(Entries shown)
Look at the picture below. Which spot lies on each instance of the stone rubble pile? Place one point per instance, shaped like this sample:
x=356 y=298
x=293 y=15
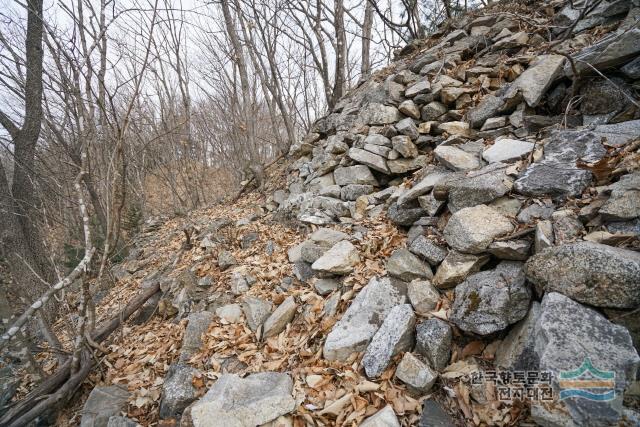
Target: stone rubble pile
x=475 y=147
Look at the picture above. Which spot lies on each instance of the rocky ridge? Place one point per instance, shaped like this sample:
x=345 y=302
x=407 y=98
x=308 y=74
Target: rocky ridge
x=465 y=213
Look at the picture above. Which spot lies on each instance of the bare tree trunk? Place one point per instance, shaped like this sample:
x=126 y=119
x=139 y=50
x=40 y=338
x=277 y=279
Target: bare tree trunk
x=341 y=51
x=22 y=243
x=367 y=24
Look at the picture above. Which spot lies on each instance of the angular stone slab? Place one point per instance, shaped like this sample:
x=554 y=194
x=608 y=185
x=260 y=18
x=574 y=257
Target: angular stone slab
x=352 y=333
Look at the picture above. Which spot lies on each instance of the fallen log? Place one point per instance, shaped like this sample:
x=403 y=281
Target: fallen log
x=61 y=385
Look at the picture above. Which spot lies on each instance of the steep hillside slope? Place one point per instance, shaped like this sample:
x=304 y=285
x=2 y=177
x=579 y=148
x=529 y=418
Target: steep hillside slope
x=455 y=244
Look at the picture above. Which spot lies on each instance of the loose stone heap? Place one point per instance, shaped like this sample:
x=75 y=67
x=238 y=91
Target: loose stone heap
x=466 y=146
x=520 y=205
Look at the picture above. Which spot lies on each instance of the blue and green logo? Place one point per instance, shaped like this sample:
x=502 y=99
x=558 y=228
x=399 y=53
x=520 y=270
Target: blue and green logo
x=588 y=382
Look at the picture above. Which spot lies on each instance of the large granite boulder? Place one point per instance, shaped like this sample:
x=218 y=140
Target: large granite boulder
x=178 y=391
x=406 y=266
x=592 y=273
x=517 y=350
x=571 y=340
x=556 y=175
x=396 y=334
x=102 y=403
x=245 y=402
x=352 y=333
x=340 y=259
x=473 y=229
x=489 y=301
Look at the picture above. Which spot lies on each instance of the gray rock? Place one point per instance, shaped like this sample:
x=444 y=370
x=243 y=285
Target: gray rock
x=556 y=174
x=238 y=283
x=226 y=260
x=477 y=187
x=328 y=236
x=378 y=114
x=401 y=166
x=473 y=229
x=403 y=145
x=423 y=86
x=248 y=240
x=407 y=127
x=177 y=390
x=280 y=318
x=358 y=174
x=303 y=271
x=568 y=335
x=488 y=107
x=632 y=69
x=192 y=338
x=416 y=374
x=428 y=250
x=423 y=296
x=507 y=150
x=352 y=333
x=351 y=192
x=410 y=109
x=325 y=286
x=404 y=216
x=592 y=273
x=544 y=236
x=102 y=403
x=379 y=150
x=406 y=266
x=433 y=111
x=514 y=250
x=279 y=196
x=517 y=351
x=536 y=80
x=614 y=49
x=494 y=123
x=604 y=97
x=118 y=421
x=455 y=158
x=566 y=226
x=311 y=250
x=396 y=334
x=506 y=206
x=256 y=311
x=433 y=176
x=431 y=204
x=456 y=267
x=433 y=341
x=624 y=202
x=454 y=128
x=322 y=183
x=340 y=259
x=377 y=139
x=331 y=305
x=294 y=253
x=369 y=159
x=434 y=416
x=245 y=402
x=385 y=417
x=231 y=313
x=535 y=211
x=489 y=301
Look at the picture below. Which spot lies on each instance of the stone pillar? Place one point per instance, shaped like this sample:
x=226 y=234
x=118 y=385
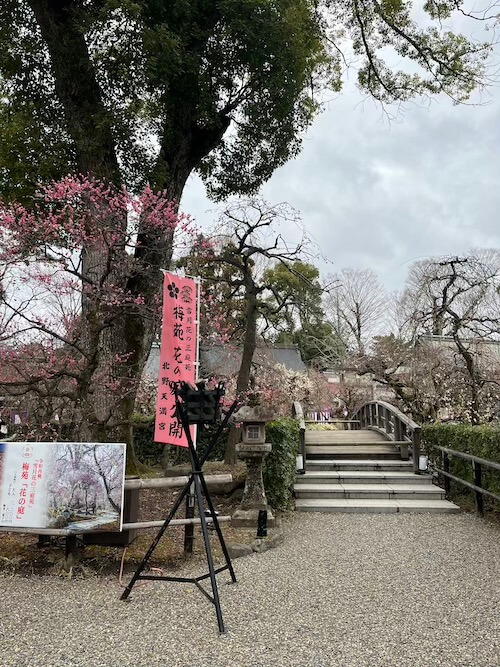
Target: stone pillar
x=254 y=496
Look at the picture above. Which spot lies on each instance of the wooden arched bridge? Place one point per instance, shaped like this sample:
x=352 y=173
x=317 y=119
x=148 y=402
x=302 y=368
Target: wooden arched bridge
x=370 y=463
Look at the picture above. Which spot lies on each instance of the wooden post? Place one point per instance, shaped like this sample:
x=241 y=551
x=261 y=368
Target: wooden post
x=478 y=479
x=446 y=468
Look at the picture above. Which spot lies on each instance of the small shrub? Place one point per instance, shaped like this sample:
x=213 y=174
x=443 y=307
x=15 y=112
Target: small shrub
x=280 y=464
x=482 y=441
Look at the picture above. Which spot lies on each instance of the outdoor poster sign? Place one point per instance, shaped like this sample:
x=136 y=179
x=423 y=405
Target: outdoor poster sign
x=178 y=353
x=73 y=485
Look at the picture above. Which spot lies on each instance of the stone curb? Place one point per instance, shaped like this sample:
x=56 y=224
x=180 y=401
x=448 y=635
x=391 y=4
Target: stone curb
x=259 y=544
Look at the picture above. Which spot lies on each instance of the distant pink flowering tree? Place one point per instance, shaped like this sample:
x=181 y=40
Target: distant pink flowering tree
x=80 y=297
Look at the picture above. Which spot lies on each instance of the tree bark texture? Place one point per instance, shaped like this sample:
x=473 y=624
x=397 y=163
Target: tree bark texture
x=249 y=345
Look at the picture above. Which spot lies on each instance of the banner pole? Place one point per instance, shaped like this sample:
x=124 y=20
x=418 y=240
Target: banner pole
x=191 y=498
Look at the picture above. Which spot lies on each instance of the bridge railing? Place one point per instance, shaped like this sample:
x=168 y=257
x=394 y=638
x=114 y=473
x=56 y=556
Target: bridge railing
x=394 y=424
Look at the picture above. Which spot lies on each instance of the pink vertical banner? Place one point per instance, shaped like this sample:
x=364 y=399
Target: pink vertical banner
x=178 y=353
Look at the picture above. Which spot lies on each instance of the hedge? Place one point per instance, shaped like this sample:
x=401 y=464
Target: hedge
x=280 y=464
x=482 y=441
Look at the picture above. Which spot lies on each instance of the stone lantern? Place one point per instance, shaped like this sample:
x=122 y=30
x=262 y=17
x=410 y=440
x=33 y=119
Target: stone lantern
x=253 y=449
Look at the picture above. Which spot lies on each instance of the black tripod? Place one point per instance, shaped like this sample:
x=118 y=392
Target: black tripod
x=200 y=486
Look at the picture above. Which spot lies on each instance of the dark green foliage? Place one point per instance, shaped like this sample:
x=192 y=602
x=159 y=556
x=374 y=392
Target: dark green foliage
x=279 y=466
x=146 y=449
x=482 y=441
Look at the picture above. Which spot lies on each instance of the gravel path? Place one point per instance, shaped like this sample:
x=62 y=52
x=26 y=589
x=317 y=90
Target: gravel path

(Problem)
Omit the pictures and reproduce the listing exactly.

(Written response)
Look at the picture below. Which spot lies on each instance of the stone rubble pile? Place one point per instance, shaped like this sample:
x=356 y=298
x=293 y=15
Target: stone rubble pile
x=475 y=147
Look at the picture above. Which spot lies on each instance of the rocky ridge? Place one point per instance, shaped like this sample:
x=345 y=302
x=407 y=98
x=308 y=74
Target: rocky ridge
x=465 y=213
Look at the picture above. Which spot lies on each instance of the bare tree trunk? Place one point per instance, shaped like this sample:
x=126 y=119
x=139 y=50
x=40 y=338
x=277 y=279
Target: bare tree trunk
x=341 y=51
x=22 y=243
x=367 y=24
Look at the picture above. Which spot lies on each instance of the angular stone slab? Place one point per instance, shaped like this sample:
x=554 y=194
x=608 y=185
x=260 y=18
x=574 y=257
Target: angular stone slab
x=352 y=333
Look at the picture above. Which spot lies on each instance of the fallen log? Place one point per instance, shaped like this sample:
x=403 y=281
Target: fallen log
x=61 y=385
Look at the picture above. Which spot lies on each instance of the steep hillside slope? Place one point per instance, shaped like this sample:
x=304 y=285
x=2 y=177
x=579 y=148
x=529 y=418
Target: steep hillside slope
x=455 y=244
Look at the picture above. Which spot lies on each instance of the loose stone heap? Place one point per instance, shaped like this sample:
x=75 y=67
x=238 y=91
Target: loose stone heap
x=466 y=146
x=520 y=205
Look at the picture above. Which spot lies on each instance of the blue and green logo? Place one point per instance, shaped like this sample:
x=502 y=99
x=558 y=228
x=399 y=53
x=520 y=270
Target: blue and green logo
x=588 y=382
Look at the picture above. Which spot lies on each instance of the large granite boulder? Place one point per instance, shaped like this sample:
x=218 y=140
Target: large granite boulder
x=178 y=391
x=406 y=266
x=592 y=273
x=517 y=350
x=571 y=340
x=556 y=175
x=396 y=334
x=102 y=403
x=245 y=402
x=352 y=333
x=340 y=259
x=473 y=229
x=489 y=301
Look at the picture above. Which spot lies on each instance of the gray rock? Place one point per instance, shaped like this sample:
x=444 y=370
x=243 y=285
Target: gray rock
x=556 y=174
x=238 y=283
x=226 y=260
x=477 y=187
x=328 y=236
x=378 y=114
x=401 y=166
x=473 y=229
x=403 y=145
x=423 y=86
x=248 y=240
x=407 y=127
x=177 y=390
x=280 y=318
x=358 y=174
x=303 y=271
x=568 y=335
x=488 y=107
x=632 y=69
x=192 y=338
x=416 y=374
x=428 y=250
x=423 y=296
x=507 y=150
x=352 y=333
x=351 y=192
x=410 y=109
x=325 y=286
x=404 y=216
x=592 y=273
x=544 y=236
x=102 y=403
x=379 y=150
x=406 y=266
x=433 y=111
x=514 y=250
x=279 y=196
x=517 y=351
x=536 y=80
x=614 y=49
x=494 y=123
x=604 y=97
x=118 y=421
x=455 y=158
x=566 y=226
x=311 y=250
x=396 y=334
x=506 y=206
x=256 y=311
x=433 y=176
x=431 y=204
x=456 y=267
x=433 y=341
x=624 y=202
x=454 y=128
x=322 y=183
x=340 y=259
x=377 y=139
x=331 y=305
x=294 y=253
x=369 y=159
x=434 y=416
x=245 y=402
x=385 y=417
x=231 y=313
x=535 y=211
x=489 y=301
Look at the picture below. Which spot lies on each instance of the stone pillar? Place one point per instance, shaped like this sample:
x=226 y=234
x=118 y=385
Target: stone pillar
x=254 y=496
Look at the picture above. Which spot lies on each instance of the wooden arched bridge? Place one point per instance, shaped like this sample:
x=352 y=173
x=317 y=119
x=148 y=402
x=302 y=368
Target: wooden arched bridge
x=370 y=463
Look at the picture above. Which spot lies on each instance of the wooden post? Place one point per instance, shaped like this sample:
x=241 y=551
x=261 y=368
Target: wooden post
x=478 y=479
x=446 y=468
Look at the picture above. Which spot lies on each instance of the small shrub? Place one point per instance, shaped like this sample:
x=213 y=174
x=443 y=307
x=15 y=112
Target: small shrub
x=280 y=464
x=482 y=441
Look at the picture above. Which spot lies on each instance of the outdoor poster sign? Place one point per instance, shaped like this sample:
x=136 y=179
x=423 y=405
Target: outdoor poster sign
x=178 y=353
x=73 y=485
Look at the picture above. Which spot lies on each instance of the stone curb? Place one point per instance, shaped like this sample:
x=56 y=224
x=180 y=401
x=448 y=635
x=391 y=4
Target: stone curb
x=259 y=544
Look at the picture above. Which spot lies on each instance of the distant pink flowering tree? Place one point per instance, shaped like this sample:
x=181 y=40
Target: distant pink flowering tree
x=80 y=297
Look at the picture above. Which spot lies on each instance of the tree bark texture? Place one point per instance, shaped like this sample:
x=473 y=624
x=397 y=163
Target: tree bark texture
x=249 y=345
Look at the picture above. Which spot lies on each instance of the banner pole? Place one point per instance, shaped like this sample:
x=124 y=20
x=418 y=240
Target: banner pole
x=191 y=498
Look at the picture above. Which spot lies on each instance of the bridge railing? Place one point per instance, shaped like this sample:
x=168 y=257
x=394 y=638
x=114 y=473
x=56 y=556
Target: bridge railing
x=394 y=424
Look at the picture above. Which spot lies on each instance of the pink vertical banner? Place one point per instance, shaped like this sample:
x=364 y=399
Target: pink vertical banner
x=178 y=353
Look at the picture above. Which spot lies on each instance of the hedge? Place one point per instance, shaped like this sample:
x=401 y=464
Target: hedge
x=280 y=464
x=482 y=441
Look at the picture above. Which spot lies on each instance of the stone lantern? Place one point per instance, shaped like this sample:
x=122 y=30
x=262 y=17
x=410 y=440
x=33 y=119
Target: stone lantern
x=253 y=449
Look at the picture above. Which spot lies on each instance of the black tripod? Place one point per instance, shaped like this sample:
x=118 y=392
Target: black tripod
x=200 y=486
Look at the picture above. Which spot lies on each instance of the dark green foliage? Place one point per instance, shaped like this sample:
x=192 y=602
x=159 y=556
x=374 y=392
Target: dark green foliage
x=279 y=466
x=146 y=449
x=482 y=441
Look at the picture above. Which spot lies on each instance of the gravel path? Place one point per instance, shaped like this sample:
x=62 y=52
x=26 y=589
x=317 y=90
Target: gravel path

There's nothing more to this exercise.